Trascrivi dal testo fornito il passo compreso tra "È estate. E" e "spendere due parole.", estremi inclusi.

### Testo fornito
◇ ◇ ◇

Sognando l’estate con Shakespeare

430 anni fa (probabilmente!) il bardo scriveva una delle sue commedie più famose

È estate. E si ha voglia di spensieratezza. Un breve stacco (per chi se lo può permettere) dalle fatiche e dalle brutture del presente, per riconciliarsi con la propria anima, col mondo attorno. Si ha voglia di lievità. Di danzare con le Tre Grazie[1]Letizia, Splendore, Prosperità – immagini di ciò che rende leggero il cuore. Oppure si ha voglia di vagare senza meta nel bosco magico di quella deliziosa commedia di William Shakespeare che è Sogno di una notte di mezza estate. È proprio su questa che vorrei spendere due parole.

È vero che Shakespeare è celebrato per le sue grandiose tragedie, Re Lear su tutte, poi Macbeth, Otello, Amleto, Giulio Cesare, Romeo e Giulietta e via dicendo. Ma le sue commedie non sono affatto da meno. Sono fantastiche. Sono loro che mi hanno fatto innamorare del bardo inglese. Quando abitavo a New York non me ne perdevo una, cercavo ogni rappresentazione a off-off Broadway o quelle di Shakespeare in the Park, l’evento che metteva in scena gratuitamente, nel teatro all’aperto di Central Park, due commedie ogni estate, di cui almeno una di Shakespeare.

Il Sogno di una notte di mezza estate è un’opera in cui esplode tutta la fantasia del giovane Shakespeare. In ogni sua battuta sprizza la spensieratezza dell’estate. È un ingegnoso amalgama di amore, di magia, di equivoci, di situazioni comiche e surreali. È un intreccio di elementi diversi: è come se lo splendore di fili di seta fosse tessuto assieme a ruvide fibre di canapa filata in casa, è come se tra ragnatele ricoperte di rugiada filtrassero i raggi della luna.

Sogno di una notte di mezza estate è ambientata in una foresta incantata. I giovani Ermia e Lisandro si trovano nei guai poiché il padre di Ermia la vuole costringere a sposare Demetrio, mentre lei è innamorata di Lisandro. I due amanti decidono così di fuggire nella foresta per vivere il loro amore lontano dalle pressioni famigliari. Ma nella foresta si scatena una serie di eventi imprevedibili. Gli umani si trovano coinvolti nel mondo fatato, tra incontri notturni di amanti, balletti, canti delle fate. Hanno a che fare con Oberon e Titania, re e regina delle fate, e con il folletto Puck. Il quale lancia un incantesimo su Lisandro per farlo innamorare di Elena invece che di Ermia, ma finisce per far innamorare Titania di sé stesso, causando una serie di malintesi.

◇ ◇ ◇

### Righe dei dati
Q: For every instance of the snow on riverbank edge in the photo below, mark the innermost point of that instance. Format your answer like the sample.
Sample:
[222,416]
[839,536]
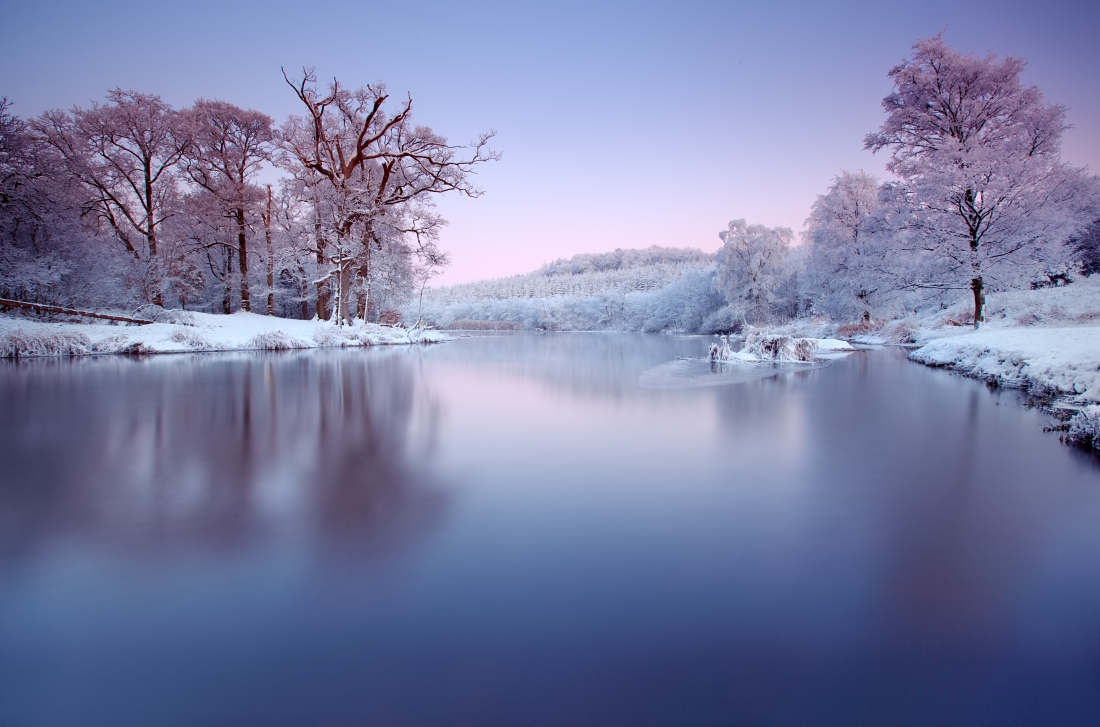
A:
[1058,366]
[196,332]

◇ ◇ ◇

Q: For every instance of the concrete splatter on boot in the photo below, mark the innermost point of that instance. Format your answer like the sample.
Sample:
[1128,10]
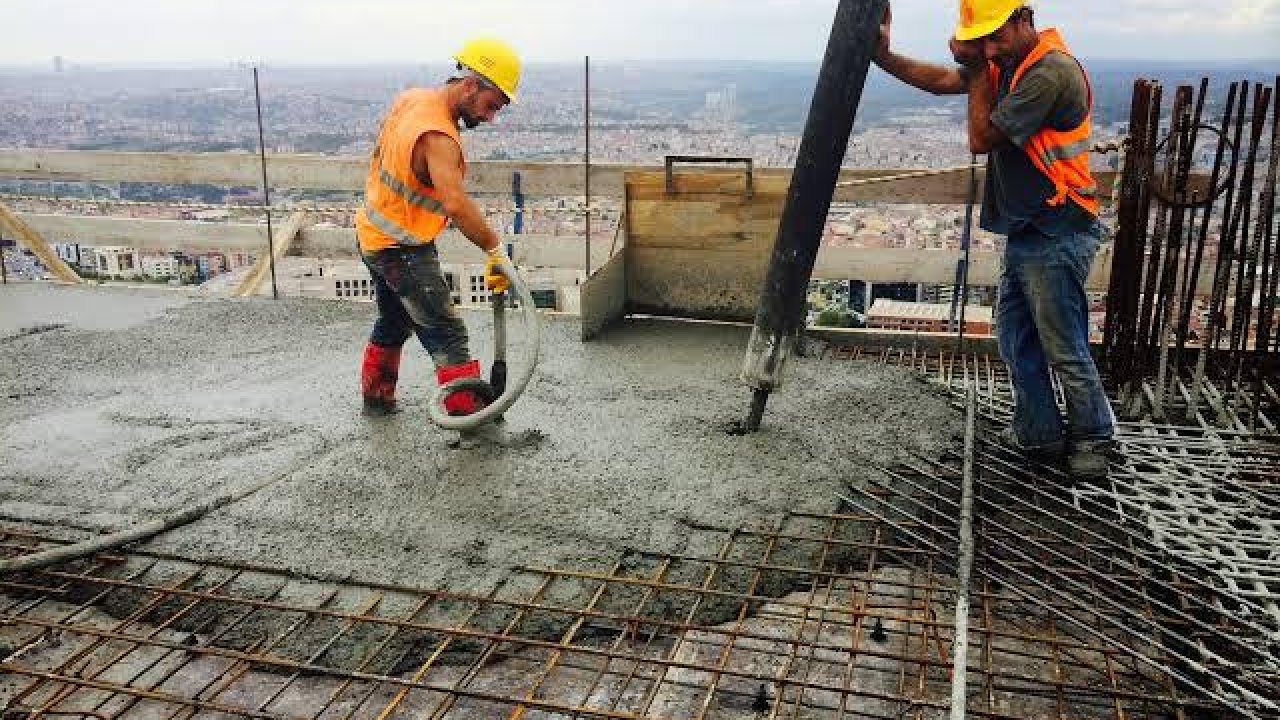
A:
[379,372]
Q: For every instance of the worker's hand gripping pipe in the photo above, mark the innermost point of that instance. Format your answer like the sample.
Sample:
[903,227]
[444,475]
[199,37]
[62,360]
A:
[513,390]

◇ ◇ ◇

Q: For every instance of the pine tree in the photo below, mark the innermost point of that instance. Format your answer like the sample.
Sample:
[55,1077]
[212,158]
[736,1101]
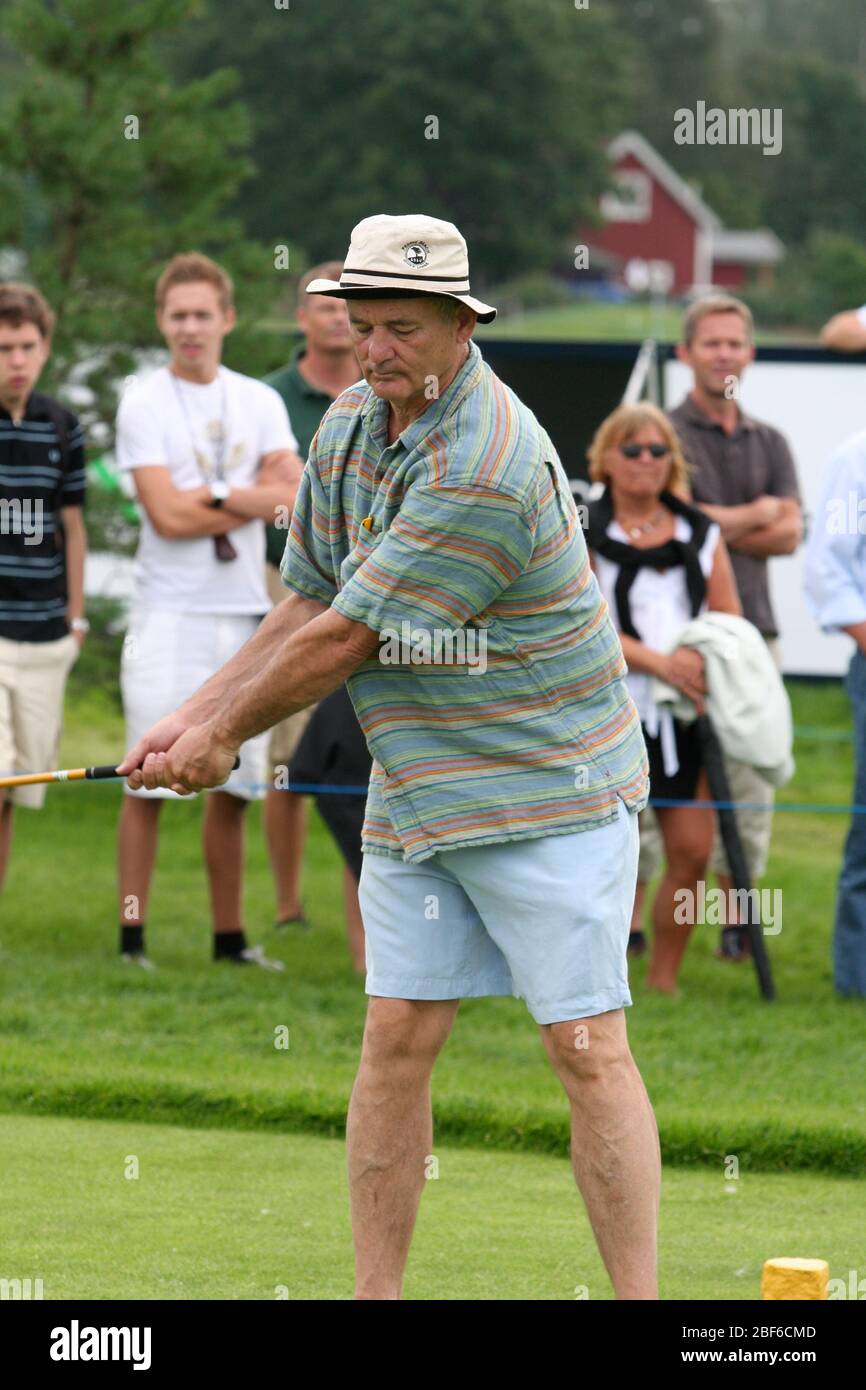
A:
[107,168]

◇ ◇ ◇

### Risposta finale
È estate. E si ha voglia di spensieratezza. Un breve stacco (per chi se lo può permettere) dalle fatiche e dalle brutture del presente, per riconciliarsi con la propria anima, col mondo attorno. Si ha voglia di lievità. Di danzare con le Tre Grazie[1]Letizia, Splendore, Prosperità – immagini di ciò che rende leggero il cuore. Oppure si ha voglia di vagare senza meta nel bosco magico di quella deliziosa commedia di William Shakespeare che è Sogno di una notte di mezza estate. È proprio su questa che vorrei spendere due parole.